課題:
下にある食糧ビルについての文章のうち、「Photo: 食糧ビル 2000.」を含む語句で始まり「化され、若者も定年を迎えた。」で終わる部分を、一字も変えずに出力せよ。

**** 本文抜粋

食糧ビル

Photo: 食糧ビル 2000. Sagacho, Japan, Nikon F100, 35-105mm F3.5-4.5D, Agfa,

Photo: "食糧ビル" 2000. Sagacho, Japan, Nikon F100, 35-105mm F3.5-4.5D, Agfa,

保険の代理店をやっているというじいさんは、知り合ったばかりの僕たちをビルの一室に案内してくれた。そこが彼の事務所だった。ストーブが燃え、暖かい。部屋はあまり広くはなかったが、中庭からの光が差して明るかった。

従業員一人の保険代理店。机の上の文房具はきちんと整えられ、壁のカレンダーには予定がメモされていた。
「こうやってさあ、働いてるのが一番いいのさ。」

2年前、20世紀最後の冬。「佐賀町エキジッビト・スペース」のクローズイベントを見に行った時、僕ははじめてこの食糧ビルを訪れた。食糧ビルは、 地下鉄半蔵門線水天宮駅から、少し歩いたところにある。そのモダンな建築は、かつて穀物取引のために建てられ、今は、いくつかのアートギャラリーと、いく つかの会社の事務所が入る雑居ビルになっている。そして、だいぶ昔に立てられたこのビルで、だいぶ昔からこのビルで働いてきたそのじいさんと、仲良くなっ た。


今から半世紀ほど前。当時はまだ穀物取引が盛んに行われていた食糧ビルに、一人の若者が就職した。その頃、正米市場があったこの界隈は、とても賑やかだった。一生懸命働いて、あっという間に何十年かが経った。やがて、米の流通は自由化され、若者も定年を迎えた。

いったん会社はやめたけれど、小さな保険の代理店をはじめた。その事務所は、やっぱり彼が長年勤めてきた食糧ビルの一室だった。じいさんの人生は、このビルと一緒に続いてきたのだ。

********
**** 提供情報

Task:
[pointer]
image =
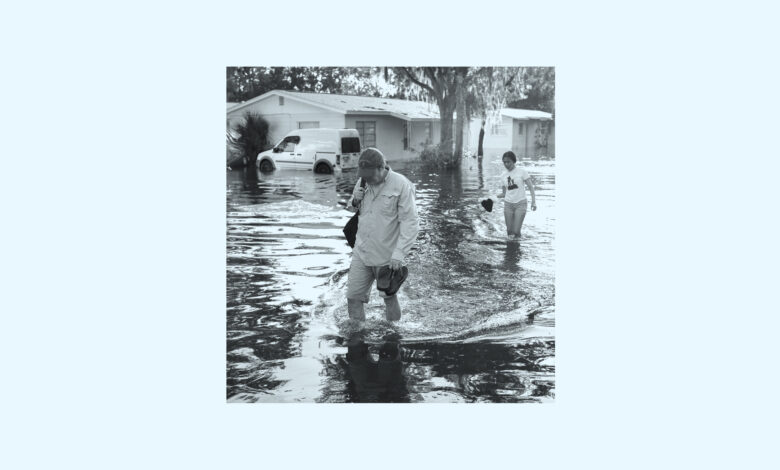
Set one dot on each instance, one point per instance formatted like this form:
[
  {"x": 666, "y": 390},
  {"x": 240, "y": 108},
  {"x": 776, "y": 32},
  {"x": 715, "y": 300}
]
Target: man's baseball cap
[{"x": 370, "y": 160}]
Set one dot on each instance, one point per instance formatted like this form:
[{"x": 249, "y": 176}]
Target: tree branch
[{"x": 417, "y": 82}]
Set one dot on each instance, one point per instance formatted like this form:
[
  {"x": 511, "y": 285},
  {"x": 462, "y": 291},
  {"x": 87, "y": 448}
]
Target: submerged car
[{"x": 319, "y": 150}]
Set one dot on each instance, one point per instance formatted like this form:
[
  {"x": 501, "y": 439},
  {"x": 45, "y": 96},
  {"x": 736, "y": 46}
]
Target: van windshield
[{"x": 350, "y": 145}]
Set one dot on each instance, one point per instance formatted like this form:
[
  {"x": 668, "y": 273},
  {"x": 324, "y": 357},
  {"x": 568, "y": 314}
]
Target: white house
[
  {"x": 399, "y": 128},
  {"x": 528, "y": 133}
]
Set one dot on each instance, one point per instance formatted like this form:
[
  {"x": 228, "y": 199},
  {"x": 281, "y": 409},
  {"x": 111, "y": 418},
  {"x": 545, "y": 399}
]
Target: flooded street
[{"x": 478, "y": 311}]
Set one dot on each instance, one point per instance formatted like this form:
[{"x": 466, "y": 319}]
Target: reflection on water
[{"x": 478, "y": 321}]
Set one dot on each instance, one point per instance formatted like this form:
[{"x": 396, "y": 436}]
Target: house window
[
  {"x": 367, "y": 131},
  {"x": 498, "y": 129}
]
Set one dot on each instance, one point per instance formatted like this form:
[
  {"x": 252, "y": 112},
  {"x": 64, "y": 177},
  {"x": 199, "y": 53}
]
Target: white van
[{"x": 319, "y": 150}]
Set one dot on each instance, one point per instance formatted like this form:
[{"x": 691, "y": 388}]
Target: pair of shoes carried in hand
[{"x": 389, "y": 281}]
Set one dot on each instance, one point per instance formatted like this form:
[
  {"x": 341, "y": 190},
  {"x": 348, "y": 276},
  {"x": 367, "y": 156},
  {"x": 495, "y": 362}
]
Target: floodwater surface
[{"x": 478, "y": 310}]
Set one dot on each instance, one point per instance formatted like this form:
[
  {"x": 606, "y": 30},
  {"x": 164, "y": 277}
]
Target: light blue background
[{"x": 113, "y": 335}]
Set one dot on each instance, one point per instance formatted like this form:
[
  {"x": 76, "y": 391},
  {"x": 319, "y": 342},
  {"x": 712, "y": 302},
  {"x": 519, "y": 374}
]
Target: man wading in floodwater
[{"x": 387, "y": 229}]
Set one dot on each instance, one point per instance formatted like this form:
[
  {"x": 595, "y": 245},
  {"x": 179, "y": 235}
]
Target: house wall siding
[
  {"x": 285, "y": 118},
  {"x": 389, "y": 135}
]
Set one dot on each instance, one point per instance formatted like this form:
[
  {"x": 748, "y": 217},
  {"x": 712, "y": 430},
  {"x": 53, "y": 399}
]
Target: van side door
[{"x": 285, "y": 157}]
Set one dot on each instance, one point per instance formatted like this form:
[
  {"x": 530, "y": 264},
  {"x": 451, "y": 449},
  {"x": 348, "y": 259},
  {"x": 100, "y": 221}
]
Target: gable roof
[
  {"x": 525, "y": 114},
  {"x": 349, "y": 104}
]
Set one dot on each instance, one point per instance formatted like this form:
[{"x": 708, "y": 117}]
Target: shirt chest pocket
[{"x": 388, "y": 204}]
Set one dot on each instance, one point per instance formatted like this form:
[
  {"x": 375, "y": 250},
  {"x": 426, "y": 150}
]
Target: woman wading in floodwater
[{"x": 513, "y": 192}]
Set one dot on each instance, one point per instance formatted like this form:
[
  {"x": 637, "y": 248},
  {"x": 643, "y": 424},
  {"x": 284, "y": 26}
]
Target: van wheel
[
  {"x": 266, "y": 167},
  {"x": 323, "y": 168}
]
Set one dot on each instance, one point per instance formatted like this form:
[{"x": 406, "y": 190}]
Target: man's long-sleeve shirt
[{"x": 388, "y": 226}]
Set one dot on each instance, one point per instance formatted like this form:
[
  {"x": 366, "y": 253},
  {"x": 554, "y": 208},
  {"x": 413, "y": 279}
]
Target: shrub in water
[
  {"x": 438, "y": 157},
  {"x": 251, "y": 137}
]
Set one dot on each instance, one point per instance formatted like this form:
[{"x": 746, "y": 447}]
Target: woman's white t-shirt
[{"x": 514, "y": 182}]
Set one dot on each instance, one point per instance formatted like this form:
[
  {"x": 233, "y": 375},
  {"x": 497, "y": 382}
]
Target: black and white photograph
[
  {"x": 390, "y": 234},
  {"x": 443, "y": 236}
]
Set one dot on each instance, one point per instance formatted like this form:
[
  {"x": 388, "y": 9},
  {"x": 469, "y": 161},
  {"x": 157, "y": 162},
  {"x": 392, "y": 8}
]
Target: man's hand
[{"x": 357, "y": 196}]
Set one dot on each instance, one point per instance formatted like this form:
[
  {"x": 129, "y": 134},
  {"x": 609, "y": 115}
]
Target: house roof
[
  {"x": 348, "y": 104},
  {"x": 525, "y": 114}
]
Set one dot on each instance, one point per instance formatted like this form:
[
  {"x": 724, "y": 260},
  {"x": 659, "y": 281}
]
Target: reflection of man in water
[
  {"x": 387, "y": 229},
  {"x": 376, "y": 381}
]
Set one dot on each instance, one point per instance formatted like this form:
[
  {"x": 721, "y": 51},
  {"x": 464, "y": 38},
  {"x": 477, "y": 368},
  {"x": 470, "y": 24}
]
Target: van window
[
  {"x": 288, "y": 144},
  {"x": 350, "y": 145},
  {"x": 367, "y": 131}
]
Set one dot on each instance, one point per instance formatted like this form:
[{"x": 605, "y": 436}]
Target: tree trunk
[
  {"x": 446, "y": 108},
  {"x": 460, "y": 99}
]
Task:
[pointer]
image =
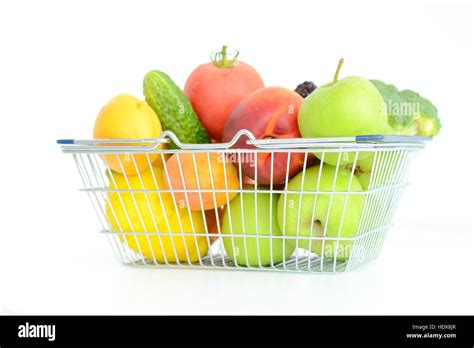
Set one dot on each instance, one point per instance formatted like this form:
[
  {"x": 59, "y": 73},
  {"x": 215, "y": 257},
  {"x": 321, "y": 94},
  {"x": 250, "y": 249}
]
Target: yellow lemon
[
  {"x": 127, "y": 117},
  {"x": 154, "y": 212}
]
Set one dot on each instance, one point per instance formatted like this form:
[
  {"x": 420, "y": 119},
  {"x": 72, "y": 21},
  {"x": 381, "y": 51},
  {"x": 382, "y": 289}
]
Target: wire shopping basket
[{"x": 319, "y": 205}]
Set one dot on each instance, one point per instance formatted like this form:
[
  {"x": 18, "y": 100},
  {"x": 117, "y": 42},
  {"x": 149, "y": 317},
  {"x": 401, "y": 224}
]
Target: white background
[{"x": 60, "y": 61}]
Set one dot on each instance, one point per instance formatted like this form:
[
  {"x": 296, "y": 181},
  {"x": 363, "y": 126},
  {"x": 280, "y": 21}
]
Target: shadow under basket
[{"x": 319, "y": 205}]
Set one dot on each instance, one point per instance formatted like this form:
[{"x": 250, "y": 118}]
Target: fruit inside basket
[{"x": 230, "y": 174}]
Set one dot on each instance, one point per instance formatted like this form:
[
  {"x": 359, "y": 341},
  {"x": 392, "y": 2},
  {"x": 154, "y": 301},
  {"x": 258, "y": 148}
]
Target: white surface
[{"x": 61, "y": 61}]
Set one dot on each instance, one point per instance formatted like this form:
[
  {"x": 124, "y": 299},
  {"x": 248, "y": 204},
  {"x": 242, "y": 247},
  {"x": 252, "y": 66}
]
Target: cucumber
[{"x": 173, "y": 109}]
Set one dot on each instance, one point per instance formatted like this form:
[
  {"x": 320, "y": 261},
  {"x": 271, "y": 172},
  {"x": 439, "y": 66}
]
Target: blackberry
[{"x": 305, "y": 88}]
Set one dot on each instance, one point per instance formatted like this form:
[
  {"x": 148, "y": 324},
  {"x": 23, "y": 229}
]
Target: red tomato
[{"x": 214, "y": 89}]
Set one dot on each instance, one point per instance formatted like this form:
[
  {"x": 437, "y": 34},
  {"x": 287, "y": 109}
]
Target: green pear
[
  {"x": 306, "y": 214},
  {"x": 343, "y": 108},
  {"x": 251, "y": 212}
]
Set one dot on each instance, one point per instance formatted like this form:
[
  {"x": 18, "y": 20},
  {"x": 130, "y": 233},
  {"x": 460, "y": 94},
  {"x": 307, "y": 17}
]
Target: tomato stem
[{"x": 221, "y": 60}]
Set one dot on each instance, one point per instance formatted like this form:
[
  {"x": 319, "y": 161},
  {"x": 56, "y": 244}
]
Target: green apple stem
[
  {"x": 336, "y": 75},
  {"x": 221, "y": 60}
]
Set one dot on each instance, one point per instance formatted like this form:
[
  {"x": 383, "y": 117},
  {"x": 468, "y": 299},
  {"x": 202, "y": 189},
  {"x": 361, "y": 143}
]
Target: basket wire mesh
[{"x": 144, "y": 205}]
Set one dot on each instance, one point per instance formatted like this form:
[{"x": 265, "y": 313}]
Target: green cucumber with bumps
[{"x": 173, "y": 108}]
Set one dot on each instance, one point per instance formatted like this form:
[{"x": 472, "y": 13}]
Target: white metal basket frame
[{"x": 393, "y": 157}]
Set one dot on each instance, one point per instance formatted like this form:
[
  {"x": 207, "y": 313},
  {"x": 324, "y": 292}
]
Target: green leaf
[
  {"x": 399, "y": 117},
  {"x": 408, "y": 112}
]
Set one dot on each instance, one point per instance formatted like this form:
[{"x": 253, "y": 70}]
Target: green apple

********

解答:
Photo: 食糧ビル 2000. Sagacho, Japan, Nikon F100, 35-105mm F3.5-4.5D, Agfa,

Photo: "食糧ビル" 2000. Sagacho, Japan, Nikon F100, 35-105mm F3.5-4.5D, Agfa,

保険の代理店をやっているというじいさんは、知り合ったばかりの僕たちをビルの一室に案内してくれた。そこが彼の事務所だった。ストーブが燃え、暖かい。部屋はあまり広くはなかったが、中庭からの光が差して明るかった。

従業員一人の保険代理店。机の上の文房具はきちんと整えられ、壁のカレンダーには予定がメモされていた。
「こうやってさあ、働いてるのが一番いいのさ。」

2年前、20世紀最後の冬。「佐賀町エキジッビト・スペース」のクローズイベントを見に行った時、僕ははじめてこの食糧ビルを訪れた。食糧ビルは、 地下鉄半蔵門線水天宮駅から、少し歩いたところにある。そのモダンな建築は、かつて穀物取引のために建てられ、今は、いくつかのアートギャラリーと、いく つかの会社の事務所が入る雑居ビルになっている。そして、だいぶ昔に立てられたこのビルで、だいぶ昔からこのビルで働いてきたそのじいさんと、仲良くなっ た。


今から半世紀ほど前。当時はまだ穀物取引が盛んに行われていた食糧ビルに、一人の若者が就職した。その頃、正米市場があったこの界隈は、とても賑やかだった。一生懸命働いて、あっという間に何十年かが経った。やがて、米の流通は自由化され、若者も定年を迎えた。